前川佐美雄は塚本邦雄や山中智恵子の師でもあり
「現代短歌の発端」に位置している

その表現は

 丸き家三角の家などの入りまじる
      むちやくちやの世が今に來るべし

のように定型的な文語の凝縮力を使いながら
「むちやくちやの世が」を「今に來るべし」と
現代語的文語で受けているように
「口語志向の文語定型」であって
俵万智『サラダ記念日』の特徴である
「文語と口語のミックス表現」を先取りしている

最近になってようやく塚本邦雄をきっかけに
その周辺から短歌を読み始めたこともあり
前川佐美雄を読むようになったが

今回の歌集で
とくに最初期1930(昭和5)年
二十七歳のとき刊行された
第一歌集『植物祭』(完本)をまとめて読み
その粗削りではあるが若々しい表現に驚かされた

『前川佐美雄歌集』には「栞」が附いていて
そのなかの菅原百合絵「野をゆく人の省察」に

「前川佐美雄のモダニズムを代表する歌集は、
どこかデカルトの方法的懐疑を思わせる」とある

デカルト的二元論というのは昨今旗色が悪いが
「己をとりまく世界の自明性を一切否定する」

-- -- --

| 作業内容 |
1. 下記のリスト全体について、「blue flag」を「red flag」に置き換え、それ以外は一切変えずに示してください。
2. 上記の前川佐美雄の短歌に関する文章を、最後の一文の後から書き継いでください。

-- -- --

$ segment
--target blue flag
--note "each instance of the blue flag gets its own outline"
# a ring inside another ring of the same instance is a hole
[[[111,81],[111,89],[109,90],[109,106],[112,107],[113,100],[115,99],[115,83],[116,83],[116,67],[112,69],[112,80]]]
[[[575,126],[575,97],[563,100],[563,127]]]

-- -- --

| 回答 |
1.
$ segment
--target red flag
--note "each instance of the red flag gets its own outline"
# a ring inside another ring of the same instance is a hole
[[[111,81],[111,89],[109,90],[109,106],[112,107],[113,100],[115,99],[115,83],[116,83],[116,67],[112,69],[112,80]]]
[[[575,126],[575,97],[563,100],[563,127]]]

2.
という「方法的懐疑」は
現代人にとって欠かすことのできない認識のひとつである

とはいえその思考に
「一抹の狂気を感じ取らずにいるのは難しい」

 なにゆゑに室(へや)は四角でならぬかと
       きちがひのやうに室を見まわす
 ひじようなる白痴の僕は
       自轉車屋にかうもり傘を修繕にやる

この『植物祭』を代表する有名な歌に見られるように
「シュールレアリスム的な遊戯性をたたえながらも、
「正気」の世界の自明性を一度括弧に入れ、
正気と狂気の境界線を攪乱することで
世界の見方を更新しようとする、意志的で強靱な努力」が
そこにはある

『植物祭』の刊行された時代は
昭和四年に出た中原中也や大岡昇平たちの同人誌が
「白痴群」だったように
〈きちがひ〉〈白痴〉といった狂気に近接した言葉は
「旧芸術を打破するためのキーワードの一つ」でもあり

前川佐美雄の最初期の表現においては
ロートレアモンの『マルドロールの歌』や
マリネッティの「未来派宣言書」
いうまでもなく新感覚派やダダイズム・シュールレアリスム
といった昭和初期の潮流が積極的に取り入られている

さてそうした前川佐美雄の
短歌の世界にみられるような「狂」だが

白川静によれば
「狂はロゴス的な世界のなかで、
理性の否定者としてあらわれる。
しかもそれは理性に内在する、内なるものである。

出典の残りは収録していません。